RECORDS SUPPLIED:
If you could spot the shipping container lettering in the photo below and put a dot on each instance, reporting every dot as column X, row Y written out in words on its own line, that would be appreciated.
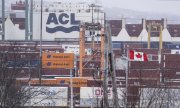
column 99, row 92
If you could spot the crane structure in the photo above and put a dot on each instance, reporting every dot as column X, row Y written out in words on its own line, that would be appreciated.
column 90, row 30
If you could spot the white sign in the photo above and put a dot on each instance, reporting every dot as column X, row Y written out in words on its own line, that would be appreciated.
column 75, row 49
column 97, row 92
column 48, row 96
column 121, row 63
column 175, row 51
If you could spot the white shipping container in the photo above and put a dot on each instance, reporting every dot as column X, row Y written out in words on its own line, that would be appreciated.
column 92, row 96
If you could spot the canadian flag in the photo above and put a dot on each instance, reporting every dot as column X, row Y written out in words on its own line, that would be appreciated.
column 137, row 56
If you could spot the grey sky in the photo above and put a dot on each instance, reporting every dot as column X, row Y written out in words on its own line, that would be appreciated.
column 158, row 6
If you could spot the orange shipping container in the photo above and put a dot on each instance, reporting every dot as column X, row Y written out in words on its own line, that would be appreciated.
column 58, row 57
column 44, row 82
column 77, row 82
column 58, row 64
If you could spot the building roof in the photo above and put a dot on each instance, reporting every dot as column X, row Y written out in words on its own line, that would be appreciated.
column 174, row 30
column 116, row 26
column 134, row 30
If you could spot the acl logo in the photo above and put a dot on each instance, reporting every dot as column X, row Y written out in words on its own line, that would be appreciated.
column 60, row 21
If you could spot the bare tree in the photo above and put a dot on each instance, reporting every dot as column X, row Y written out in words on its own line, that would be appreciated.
column 12, row 65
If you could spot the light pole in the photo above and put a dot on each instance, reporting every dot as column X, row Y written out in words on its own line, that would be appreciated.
column 3, row 20
column 40, row 69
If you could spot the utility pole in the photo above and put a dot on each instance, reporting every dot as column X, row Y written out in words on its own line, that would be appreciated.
column 26, row 20
column 105, row 66
column 112, row 67
column 3, row 20
column 71, row 86
column 40, row 68
column 31, row 20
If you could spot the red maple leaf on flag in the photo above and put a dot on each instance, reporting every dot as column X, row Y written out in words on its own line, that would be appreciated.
column 138, row 55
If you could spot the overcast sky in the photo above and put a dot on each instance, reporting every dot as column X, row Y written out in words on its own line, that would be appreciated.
column 162, row 6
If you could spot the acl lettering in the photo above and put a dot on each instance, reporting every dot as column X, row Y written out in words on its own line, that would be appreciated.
column 60, row 21
column 99, row 92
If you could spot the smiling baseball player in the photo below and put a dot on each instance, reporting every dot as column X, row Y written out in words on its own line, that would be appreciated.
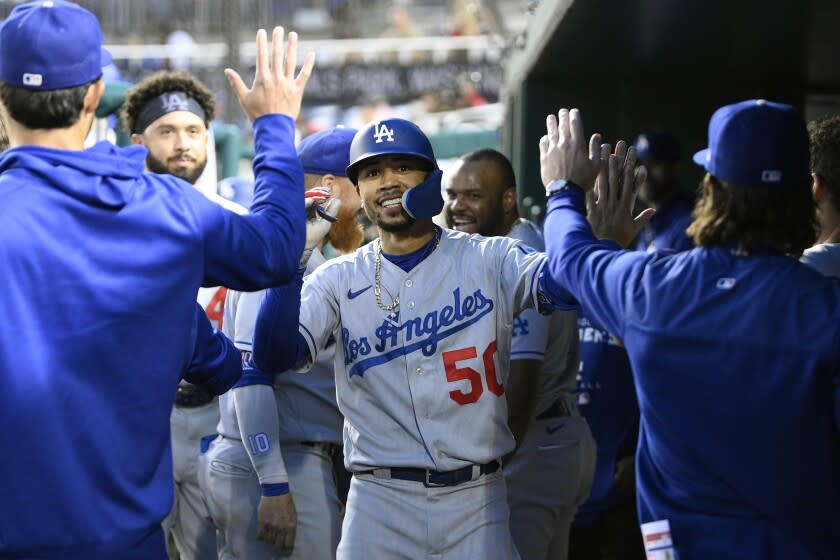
column 550, row 473
column 424, row 319
column 266, row 497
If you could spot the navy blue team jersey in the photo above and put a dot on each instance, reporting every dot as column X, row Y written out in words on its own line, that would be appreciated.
column 736, row 365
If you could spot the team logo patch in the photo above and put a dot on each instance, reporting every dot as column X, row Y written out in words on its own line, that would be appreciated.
column 33, row 79
column 175, row 102
column 381, row 131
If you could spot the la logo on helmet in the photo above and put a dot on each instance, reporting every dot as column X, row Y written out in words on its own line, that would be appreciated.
column 174, row 102
column 380, row 131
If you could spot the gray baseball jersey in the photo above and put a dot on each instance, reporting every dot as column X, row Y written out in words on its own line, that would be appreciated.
column 560, row 448
column 533, row 331
column 423, row 386
column 194, row 533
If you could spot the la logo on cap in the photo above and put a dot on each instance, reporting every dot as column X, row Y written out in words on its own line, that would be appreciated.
column 381, row 131
column 33, row 79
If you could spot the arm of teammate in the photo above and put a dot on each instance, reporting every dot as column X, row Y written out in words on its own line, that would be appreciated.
column 596, row 273
column 527, row 351
column 259, row 426
column 296, row 319
column 264, row 247
column 216, row 364
column 256, row 412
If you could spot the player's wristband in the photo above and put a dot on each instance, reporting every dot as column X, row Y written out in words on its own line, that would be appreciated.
column 275, row 489
column 559, row 186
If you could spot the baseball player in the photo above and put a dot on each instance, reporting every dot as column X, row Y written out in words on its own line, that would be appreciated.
column 102, row 263
column 721, row 349
column 825, row 175
column 549, row 475
column 659, row 151
column 169, row 113
column 423, row 320
column 255, row 487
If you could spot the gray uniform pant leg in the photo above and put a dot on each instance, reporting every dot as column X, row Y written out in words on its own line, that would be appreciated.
column 548, row 478
column 234, row 493
column 189, row 521
column 398, row 519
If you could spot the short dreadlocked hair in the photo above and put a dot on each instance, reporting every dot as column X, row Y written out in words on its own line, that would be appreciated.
column 160, row 83
column 825, row 154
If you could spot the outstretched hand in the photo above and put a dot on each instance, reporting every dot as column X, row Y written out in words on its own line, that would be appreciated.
column 563, row 151
column 609, row 206
column 275, row 88
column 321, row 213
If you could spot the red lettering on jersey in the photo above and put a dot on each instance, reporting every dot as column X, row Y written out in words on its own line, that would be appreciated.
column 455, row 373
column 215, row 309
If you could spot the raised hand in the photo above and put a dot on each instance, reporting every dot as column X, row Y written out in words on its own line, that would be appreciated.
column 275, row 88
column 321, row 212
column 609, row 206
column 563, row 151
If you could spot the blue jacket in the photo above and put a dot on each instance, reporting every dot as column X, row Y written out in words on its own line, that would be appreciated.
column 101, row 264
column 736, row 364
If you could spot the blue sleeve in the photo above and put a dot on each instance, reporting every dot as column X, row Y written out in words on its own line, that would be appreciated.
column 216, row 363
column 596, row 273
column 278, row 344
column 262, row 248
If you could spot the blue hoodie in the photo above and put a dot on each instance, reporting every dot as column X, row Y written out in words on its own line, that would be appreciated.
column 101, row 264
column 736, row 363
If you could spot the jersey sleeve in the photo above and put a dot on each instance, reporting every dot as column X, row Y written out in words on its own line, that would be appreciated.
column 262, row 248
column 240, row 321
column 520, row 270
column 529, row 336
column 216, row 364
column 259, row 427
column 597, row 274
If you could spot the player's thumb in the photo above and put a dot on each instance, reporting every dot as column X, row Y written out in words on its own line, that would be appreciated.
column 236, row 83
column 643, row 218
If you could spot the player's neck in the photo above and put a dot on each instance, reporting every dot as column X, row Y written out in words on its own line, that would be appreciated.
column 407, row 241
column 70, row 138
column 829, row 223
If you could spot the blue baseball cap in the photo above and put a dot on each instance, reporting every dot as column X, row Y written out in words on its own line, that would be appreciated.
column 757, row 143
column 51, row 44
column 327, row 151
column 658, row 145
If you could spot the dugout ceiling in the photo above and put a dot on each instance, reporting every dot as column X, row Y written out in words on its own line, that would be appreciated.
column 636, row 64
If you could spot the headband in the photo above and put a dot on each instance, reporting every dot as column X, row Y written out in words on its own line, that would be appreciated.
column 166, row 103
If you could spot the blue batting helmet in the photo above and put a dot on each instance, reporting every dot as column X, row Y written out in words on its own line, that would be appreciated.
column 400, row 137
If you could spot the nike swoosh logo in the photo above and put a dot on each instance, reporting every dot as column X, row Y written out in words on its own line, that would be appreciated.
column 353, row 295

TASK OBJECTIVE: Down to the last line, return the entries above exactly, with no pictures.

WORKED SOLUTION:
If you could spot the shipping container lettering in the photo below and put a dot on each instance, reporting every dot as column X, row Y written out in words on its own line, that would be appreciated.
column 99, row 92
If you could spot the crane structure in the photo above and put a dot on each instance, reporting every dot as column X, row Y written out in words on its own line, that would be appreciated.
column 90, row 30
If you could spot the white sign in the photo above and put a dot on each instance, reporting every dot as column X, row Y written out in words on its own line, that would be appreciated.
column 75, row 49
column 97, row 92
column 48, row 96
column 121, row 63
column 175, row 51
If you could spot the white shipping container in the photo above and put a dot on each instance, reporting every dot as column X, row Y written out in words on its own line, that would be appreciated.
column 92, row 96
If you could spot the canadian flag in the photo above and put a dot on each instance, reporting every dot as column X, row Y written out in words on its own line, that would be appreciated.
column 137, row 56
If you could spot the grey sky in the photo above and put a dot on each instance, reporting every dot as column X, row Y written out in words on its own line, that would be appreciated.
column 158, row 6
If you could spot the orange shipping container in the photo above and put a dot on each instance, reporting every dot as column X, row Y written out in words on its own line, that would be appreciated.
column 58, row 57
column 44, row 82
column 77, row 82
column 58, row 64
If you could spot the building roof in the photo above and put a dot on each instance, reporting every dot as column X, row Y written out in words on its own line, that would be appreciated.
column 174, row 30
column 116, row 26
column 134, row 30
If you could spot the acl logo in the photo above and put a dot on each instance, reporting every dot as column X, row Y written out in words on its own line, that would be appreciated.
column 60, row 21
If you could spot the bare tree in the photo above and put a dot on each instance, reporting every dot as column X, row Y written out in words on its own line, that would be appreciated.
column 12, row 65
If you could spot the light pole in the photo above and put a dot on each instance, reporting every dot as column X, row Y written out in words on its own line, that would be appreciated.
column 3, row 20
column 40, row 69
If you could spot the utility pole in the photo above and put a dot on each instance, reporting every dot as column X, row Y written out in words on its own line, that would be appreciated.
column 26, row 20
column 105, row 66
column 112, row 67
column 3, row 20
column 71, row 86
column 40, row 68
column 31, row 20
If you could spot the red maple leaf on flag in the photo above and put a dot on each instance, reporting every dot as column X, row Y written out in words on its own line, that would be appreciated.
column 138, row 55
If you could spot the overcast sky in the photo above and put a dot on each instance, reporting every dot as column X, row Y written out in words on its own line, that would be appreciated.
column 162, row 6
If you could spot the acl lettering in the photo above and put a dot on each instance, reporting every dot as column X, row Y written out in words on its own line, that would be appreciated.
column 60, row 21
column 99, row 92
If you could spot the smiling baseball player in the photo below and put a dot on each instance, reporting every dot as column X, row Y written out in words on its own line, that would be appreciated.
column 550, row 473
column 424, row 319
column 266, row 497
If you could spot the navy blue team jersey in the photo above and put a dot on each instance, reporting every dot as column X, row Y written out in words on its own line, that would be appreciated.
column 736, row 365
If you could spot the team logo patch in the photo above and put a dot on each instance, reporting every dot as column X, row Y written out in words on its own line, that would be appreciated.
column 33, row 79
column 175, row 102
column 381, row 131
If you could spot the la logo on helmet in the photo above and put a dot on each instance, reporting every dot as column X, row Y written out in words on its own line, that would be appreciated.
column 174, row 102
column 380, row 131
If you could spot the gray baseball jersey in the photo above and put a dot on each instance, reporting every dot as column X, row Y written out in words on its own line, that would be appreciated.
column 560, row 448
column 533, row 331
column 423, row 386
column 194, row 533
If you could spot the la logo on cap in the photo above and put a dot on each instance, reporting every dot as column X, row Y written out in words on its own line, that would be appreciated.
column 381, row 131
column 33, row 79
If you could spot the arm of teammate in the photo above and put a dot on each instance, reporting every dot as column X, row Y written out in words on its own line, that would be appreciated.
column 596, row 273
column 527, row 351
column 259, row 426
column 296, row 319
column 264, row 247
column 216, row 364
column 256, row 412
If you could spot the player's wristband in the photo above and put a dot on each instance, reporting every dot as column X, row Y written out in words on its own line, that would be appreciated.
column 275, row 489
column 559, row 186
If you could spot the baseball player in the photo above and put a dot on each instance, reporting every dot as column X, row Y written out in words on its own line, that would be appreciated.
column 102, row 263
column 721, row 349
column 825, row 175
column 549, row 475
column 659, row 151
column 169, row 113
column 423, row 320
column 255, row 487
If you could spot the gray uniform pant leg in the photo above and put a dot on each instance, reporting every dot as column X, row Y written out in words on its own line, that would be appreciated.
column 548, row 478
column 234, row 493
column 189, row 521
column 398, row 519
If you could spot the short dreadlocked hair in the photo above and put a dot on each instance, reporting every dot as column X, row Y written out in words on its own line, that would be appreciated.
column 160, row 83
column 825, row 154
If you could spot the outstretched hand in the photo above and put a dot on each instance, reporting every dot as column X, row Y written out in words on its own line, that would be appreciated.
column 563, row 151
column 609, row 206
column 275, row 88
column 321, row 213
If you could spot the red lettering on jersey in the photo above and put a dot on each instance, reporting every dot as column X, row Y written out in words on its own line, that would be appreciated.
column 455, row 373
column 215, row 309
If you could spot the raised hand in the photo above and put a dot on each instance, reporting every dot as column X, row Y written out in words on its own line, that would be appreciated.
column 275, row 88
column 321, row 212
column 609, row 206
column 563, row 151
If you could spot the blue jacket in the photo above and put a dot on each instance, reporting every dot as column X, row Y written out in words on its own line, that would be appreciated.
column 101, row 264
column 736, row 364
If you could spot the blue sleeve in the photo above and put a dot on each instance, reporting every dot as column X, row Y written out in words on its own line, that would be appreciated.
column 216, row 363
column 596, row 273
column 278, row 344
column 262, row 248
If you could spot the blue hoodie in the photo above and put a dot on each instance, reporting every dot as column X, row Y written out in words on its own line, that would be appreciated.
column 101, row 264
column 736, row 363
If you could spot the jersey sleeve in the photo above and put a dot on each instance, reporting every dot as column X, row Y written out in words on its own line, that would be appreciated.
column 262, row 248
column 240, row 321
column 520, row 270
column 529, row 336
column 216, row 364
column 259, row 427
column 597, row 274
If you could spot the player's thumb in the photo above and put a dot on each instance, reporting every dot as column X, row Y written out in words on its own line, that would be appreciated.
column 236, row 83
column 643, row 218
If you could spot the player's neck in the photo above and put a dot on each instance, reporting every dot as column X, row Y written out in words on its own line, that would be appreciated.
column 407, row 241
column 70, row 138
column 829, row 223
If you could spot the blue baseball cap in the photo above and put a dot on each instance, reporting every dot as column X, row Y written out in words on its own line, that would be appreciated.
column 757, row 143
column 51, row 44
column 327, row 151
column 658, row 145
If you could spot the dugout ceiling in the photo above and put a dot on each instance, reporting every dot as column X, row Y written out in words on its own line, that would be appreciated.
column 636, row 64
If you could spot the headband in the photo above and put a dot on each instance, reporting every dot as column X, row Y written out in words on its own line, that would be appreciated.
column 166, row 103
If you could spot the blue batting helmet in the photo above and put a dot on each instance, reporting every dot as column X, row Y written out in words on its own line, that would be appreciated.
column 400, row 137
If you could spot the nike swoosh logo in the photo above and put a dot on each instance, reporting every dot as column X, row Y written out in words on its own line, that would be appreciated.
column 353, row 295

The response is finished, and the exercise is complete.